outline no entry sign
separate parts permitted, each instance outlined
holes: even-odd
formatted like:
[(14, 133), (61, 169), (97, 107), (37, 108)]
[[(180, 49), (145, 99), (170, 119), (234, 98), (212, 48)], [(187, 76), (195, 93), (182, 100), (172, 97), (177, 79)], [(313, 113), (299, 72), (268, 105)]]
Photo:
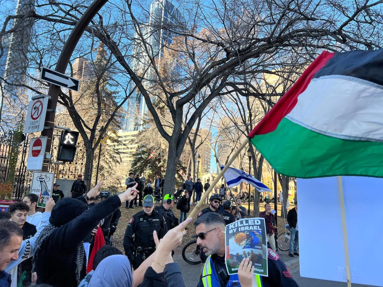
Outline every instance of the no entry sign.
[(46, 144), (47, 137), (31, 139), (26, 163), (27, 170), (39, 171), (43, 169)]
[(41, 152), (43, 144), (40, 139), (36, 139), (32, 146), (32, 156), (33, 157), (38, 157)]
[(37, 132), (44, 129), (48, 99), (48, 97), (46, 96), (29, 102), (24, 132)]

#### Description of the task:
Write out every row above again, requests included, scaling each coordinate in the answer outlines by 1.85 and rounding to whole numbers with halves rounded up. Leave the pictures out of your reply.

#### The solution:
outline no entry sign
separate parts permitted, each instance outlined
holes: even-odd
formatted like:
[(14, 133), (61, 169), (97, 107), (37, 108)]
[[(180, 49), (145, 99), (170, 119), (234, 98), (212, 48)], [(187, 76), (195, 93), (182, 100), (172, 97), (177, 79)], [(313, 113), (299, 72), (268, 105)]]
Photo:
Outline every instance of the no entry sign.
[(85, 266), (87, 253), (57, 257), (48, 302), (50, 315), (72, 316), (80, 313)]
[(76, 281), (80, 266), (74, 257), (67, 257), (59, 270), (59, 289), (61, 290), (70, 290)]
[(68, 244), (81, 239), (89, 183), (89, 179), (85, 178), (54, 189), (44, 244)]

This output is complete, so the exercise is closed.